• [THE PROBLEM]: Retype verbatim the lines of the entries below, starting with the line that contains "target: triangular flag" and continuing through the end of the entries, both ends included.

**********

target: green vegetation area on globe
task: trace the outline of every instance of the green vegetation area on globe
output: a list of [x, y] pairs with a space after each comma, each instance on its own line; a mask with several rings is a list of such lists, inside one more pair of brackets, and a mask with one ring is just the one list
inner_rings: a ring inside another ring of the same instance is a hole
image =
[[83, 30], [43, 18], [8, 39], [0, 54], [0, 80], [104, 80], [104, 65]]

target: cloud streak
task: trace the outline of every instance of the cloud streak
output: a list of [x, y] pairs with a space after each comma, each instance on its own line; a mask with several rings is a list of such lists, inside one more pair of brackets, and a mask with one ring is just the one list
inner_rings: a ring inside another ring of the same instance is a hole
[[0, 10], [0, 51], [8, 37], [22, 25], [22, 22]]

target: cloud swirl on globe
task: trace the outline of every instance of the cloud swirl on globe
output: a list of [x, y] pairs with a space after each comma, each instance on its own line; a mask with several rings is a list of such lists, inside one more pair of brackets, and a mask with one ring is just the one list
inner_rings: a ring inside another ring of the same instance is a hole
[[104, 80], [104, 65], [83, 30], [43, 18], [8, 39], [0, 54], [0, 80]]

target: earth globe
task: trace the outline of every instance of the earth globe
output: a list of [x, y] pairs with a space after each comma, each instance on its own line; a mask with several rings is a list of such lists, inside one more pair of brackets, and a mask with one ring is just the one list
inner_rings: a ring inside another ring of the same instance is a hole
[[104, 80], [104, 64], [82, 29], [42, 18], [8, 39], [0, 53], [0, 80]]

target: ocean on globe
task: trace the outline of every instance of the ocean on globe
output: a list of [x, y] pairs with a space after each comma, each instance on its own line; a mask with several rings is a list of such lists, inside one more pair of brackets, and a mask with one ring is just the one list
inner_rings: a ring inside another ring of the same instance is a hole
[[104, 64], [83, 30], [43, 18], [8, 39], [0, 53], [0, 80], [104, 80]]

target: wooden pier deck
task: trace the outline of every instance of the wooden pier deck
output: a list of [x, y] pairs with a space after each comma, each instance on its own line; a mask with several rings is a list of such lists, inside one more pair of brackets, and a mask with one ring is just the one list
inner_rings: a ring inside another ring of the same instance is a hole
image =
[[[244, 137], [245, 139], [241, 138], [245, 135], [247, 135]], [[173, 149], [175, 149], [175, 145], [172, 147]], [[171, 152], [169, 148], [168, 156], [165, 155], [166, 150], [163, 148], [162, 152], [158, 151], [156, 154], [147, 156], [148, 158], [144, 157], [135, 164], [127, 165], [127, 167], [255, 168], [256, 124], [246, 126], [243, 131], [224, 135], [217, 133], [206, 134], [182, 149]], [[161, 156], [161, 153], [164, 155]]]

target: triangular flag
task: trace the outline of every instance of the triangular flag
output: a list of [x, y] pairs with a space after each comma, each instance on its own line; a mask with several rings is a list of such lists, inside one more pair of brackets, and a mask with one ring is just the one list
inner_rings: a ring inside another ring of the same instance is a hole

**********

• [TASK OUTPUT]:
target: triangular flag
task: trace the outline of every instance of the triangular flag
output: a list of [x, y] pairs with a space after each comma, each instance on its own line; a mask with several rings is a list of such lists, inside one more pair of brackets, and a mask with one ring is just the one list
inner_rings: a ring inside another ring of the same instance is a hole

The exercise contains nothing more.